| Stated problem |
Copy the listing below word for word, with every line in order. Leave out the pictures.

======

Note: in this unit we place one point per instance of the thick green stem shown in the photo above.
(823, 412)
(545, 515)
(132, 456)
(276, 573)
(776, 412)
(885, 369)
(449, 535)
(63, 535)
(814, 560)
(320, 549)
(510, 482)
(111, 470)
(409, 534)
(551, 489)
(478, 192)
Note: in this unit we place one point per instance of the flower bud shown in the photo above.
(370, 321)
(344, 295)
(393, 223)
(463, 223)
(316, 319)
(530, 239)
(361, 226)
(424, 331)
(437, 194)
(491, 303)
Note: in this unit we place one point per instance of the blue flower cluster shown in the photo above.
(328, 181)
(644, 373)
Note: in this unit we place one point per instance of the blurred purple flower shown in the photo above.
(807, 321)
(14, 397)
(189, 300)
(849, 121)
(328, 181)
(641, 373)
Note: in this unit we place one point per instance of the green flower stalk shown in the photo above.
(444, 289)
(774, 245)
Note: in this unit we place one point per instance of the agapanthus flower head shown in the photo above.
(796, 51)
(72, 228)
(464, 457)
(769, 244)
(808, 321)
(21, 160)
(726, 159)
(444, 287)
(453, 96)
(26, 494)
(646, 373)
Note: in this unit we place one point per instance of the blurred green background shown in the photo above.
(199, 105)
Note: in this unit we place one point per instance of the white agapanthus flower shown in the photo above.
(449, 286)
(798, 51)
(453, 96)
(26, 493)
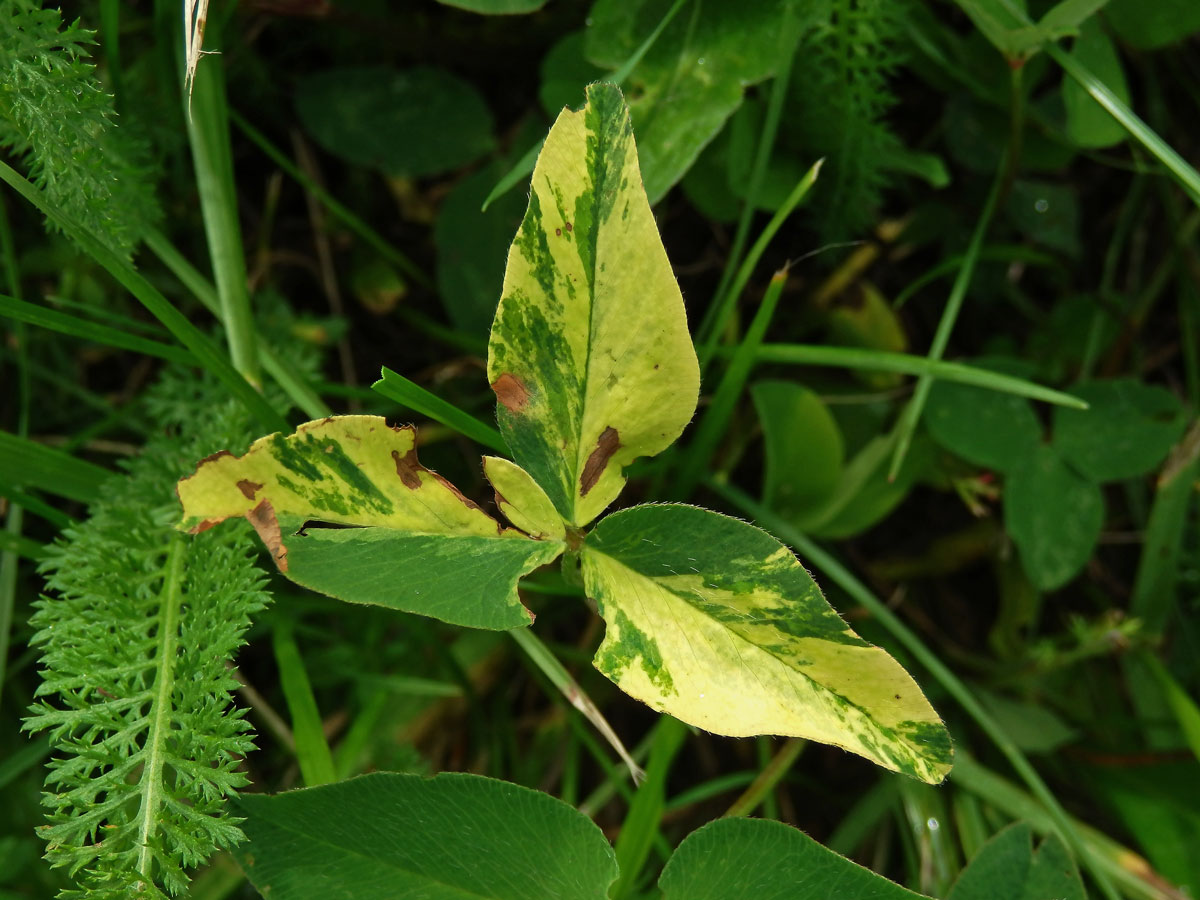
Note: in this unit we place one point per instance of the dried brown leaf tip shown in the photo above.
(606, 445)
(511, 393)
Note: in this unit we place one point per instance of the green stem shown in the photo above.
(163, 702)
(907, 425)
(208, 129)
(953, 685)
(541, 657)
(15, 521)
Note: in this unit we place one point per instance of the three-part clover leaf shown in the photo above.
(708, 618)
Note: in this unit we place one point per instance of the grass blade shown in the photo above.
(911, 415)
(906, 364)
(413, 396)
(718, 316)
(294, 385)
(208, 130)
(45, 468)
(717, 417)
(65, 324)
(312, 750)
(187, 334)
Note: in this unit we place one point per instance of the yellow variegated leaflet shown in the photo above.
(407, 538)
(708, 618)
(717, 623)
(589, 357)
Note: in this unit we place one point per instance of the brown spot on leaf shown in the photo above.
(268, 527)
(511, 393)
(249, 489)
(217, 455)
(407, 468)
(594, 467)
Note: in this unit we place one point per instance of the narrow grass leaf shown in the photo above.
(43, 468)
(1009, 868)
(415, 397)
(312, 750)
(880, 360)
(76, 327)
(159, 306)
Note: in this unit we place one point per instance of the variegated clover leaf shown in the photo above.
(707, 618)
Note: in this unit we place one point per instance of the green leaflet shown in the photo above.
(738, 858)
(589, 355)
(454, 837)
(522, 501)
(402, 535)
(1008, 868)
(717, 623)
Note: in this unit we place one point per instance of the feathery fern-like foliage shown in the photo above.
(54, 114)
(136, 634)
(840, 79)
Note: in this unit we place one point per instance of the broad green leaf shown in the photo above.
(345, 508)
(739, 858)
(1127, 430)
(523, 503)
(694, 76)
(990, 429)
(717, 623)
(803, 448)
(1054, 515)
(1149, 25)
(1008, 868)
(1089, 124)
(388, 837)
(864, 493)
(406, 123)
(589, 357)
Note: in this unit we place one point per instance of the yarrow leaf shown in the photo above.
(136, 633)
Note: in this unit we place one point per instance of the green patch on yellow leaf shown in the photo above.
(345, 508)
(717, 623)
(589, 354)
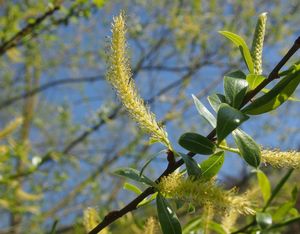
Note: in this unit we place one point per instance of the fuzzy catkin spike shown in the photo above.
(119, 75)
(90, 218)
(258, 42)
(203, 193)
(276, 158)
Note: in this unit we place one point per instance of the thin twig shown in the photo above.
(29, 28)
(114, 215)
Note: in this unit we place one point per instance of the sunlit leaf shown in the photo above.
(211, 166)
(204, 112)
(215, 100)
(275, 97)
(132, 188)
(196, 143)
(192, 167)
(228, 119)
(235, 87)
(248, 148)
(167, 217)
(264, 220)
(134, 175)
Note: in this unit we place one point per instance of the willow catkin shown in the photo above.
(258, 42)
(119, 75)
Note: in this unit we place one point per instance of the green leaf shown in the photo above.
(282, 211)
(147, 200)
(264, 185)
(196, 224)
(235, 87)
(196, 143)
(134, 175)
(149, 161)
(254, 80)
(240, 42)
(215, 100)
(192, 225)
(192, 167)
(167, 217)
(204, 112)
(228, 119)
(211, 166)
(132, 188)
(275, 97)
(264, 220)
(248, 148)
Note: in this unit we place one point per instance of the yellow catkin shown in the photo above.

======

| Right answer |
Note: in this unit we place one point per instance of the thick green stem shown in the photo above.
(823, 412)
(545, 515)
(132, 456)
(276, 573)
(776, 412)
(885, 369)
(449, 535)
(63, 535)
(814, 560)
(320, 549)
(510, 482)
(111, 470)
(409, 534)
(551, 489)
(478, 192)
Note: in this unit we place one point per instance of the flower bud shown in the photo above.
(370, 321)
(344, 295)
(393, 223)
(463, 223)
(316, 319)
(530, 239)
(361, 226)
(424, 331)
(437, 194)
(491, 303)
Note: in this unit we place one point per instance of the blue flower cluster shown in the photo above.
(328, 181)
(644, 373)
Note: in this unit we place one point per instance of the blurred purple flower shown in the photo above.
(807, 321)
(14, 397)
(189, 300)
(849, 121)
(328, 181)
(641, 373)
Note: in this unit we place one point per instance of the green flower stalk shown in the photo above.
(444, 289)
(774, 245)
Note: in this unit we place one point per instance of the agapanthus flower head shown in the photo above.
(796, 51)
(72, 228)
(464, 457)
(769, 244)
(808, 321)
(21, 160)
(726, 159)
(444, 287)
(453, 96)
(26, 494)
(646, 373)
Note: in this unit we place one point per instance of the blurred green background shown in the photo above.
(199, 105)
Note: in this unit we place one point per instance of the white agapanthus flower shown in the photo above.
(449, 286)
(798, 51)
(453, 96)
(26, 493)
Note: in this unit we place one point per instance of the dried brown leaf tip shown in the photo above.
(606, 445)
(511, 393)
Note: in this unit we place one point per instance of the green stem shown in the photo above.
(163, 702)
(907, 425)
(208, 129)
(953, 685)
(541, 657)
(15, 521)
Note: in this unit we place one point per instance of the three-part clover leaf shown in the photo above.
(708, 618)
Note: in this unit we place one point per instance of the grass blade shown in the photo above.
(911, 415)
(906, 364)
(413, 396)
(718, 316)
(294, 385)
(208, 130)
(45, 468)
(717, 417)
(65, 324)
(312, 750)
(187, 334)
Note: in this unit we place one point per instance of the yellow variegated leaflet shown in the photo above.
(407, 538)
(708, 618)
(717, 623)
(589, 357)
Note: in this unit we place one point per instance of the brown spot on leaf shown in the photo above.
(268, 527)
(511, 393)
(249, 489)
(217, 455)
(407, 468)
(594, 467)
Note: in this unit we place one point per instance of the narrow grass leaf shown in the photo above.
(43, 468)
(1009, 868)
(415, 397)
(312, 750)
(880, 360)
(76, 327)
(159, 306)
Note: in this unit we place one point per instance of the variegated clover leaf shown in the photo above.
(707, 618)
Note: in this unit we place one point per instance of the green leaflet shown in the photo above.
(738, 858)
(589, 355)
(454, 837)
(522, 501)
(402, 535)
(1008, 868)
(717, 623)
Note: in this unit we place one point per instance of the feathery fern-like foliage shown in the photo above.
(54, 114)
(136, 634)
(840, 79)
Note: in this unit we place one point per instance of the broad green leaf shown in the photo above.
(345, 508)
(739, 858)
(1127, 430)
(523, 503)
(694, 76)
(990, 429)
(717, 623)
(803, 448)
(1054, 515)
(1149, 25)
(1008, 868)
(1089, 124)
(388, 837)
(864, 493)
(406, 123)
(589, 357)
Note: in this unit we place one point per instance of the yarrow leaf shown in the photo above.
(136, 633)
Note: in this unit we place one point per instance of the green patch on yellow leaf shown in the photo above.
(345, 508)
(717, 623)
(589, 354)
Note: in this unit we place one point per instance of the fuzzy catkin spike shown in the photo above.
(119, 75)
(90, 218)
(258, 42)
(203, 193)
(276, 158)
Note: in this unit we place one point per instance of the thin twig shown in the photo above.
(29, 28)
(114, 215)
Note: in this unit we place one point per instance of the sunlit leaf shown in the photo above.
(211, 166)
(204, 112)
(215, 100)
(275, 97)
(132, 188)
(196, 143)
(192, 167)
(228, 119)
(235, 87)
(248, 148)
(167, 217)
(264, 220)
(134, 175)
Note: in this unit we place one point per instance of the willow catkin shown in the photo above.
(258, 42)
(119, 75)
Note: in this unit we place one point per instance of the green leaf shown in the photo above.
(282, 211)
(147, 200)
(264, 185)
(196, 224)
(235, 87)
(196, 143)
(134, 175)
(149, 161)
(254, 80)
(240, 42)
(215, 100)
(192, 225)
(192, 167)
(167, 217)
(204, 112)
(228, 119)
(211, 166)
(132, 188)
(275, 97)
(264, 220)
(248, 148)
Note: in this unit we place one point per instance of the yellow catkin shown in the photo above.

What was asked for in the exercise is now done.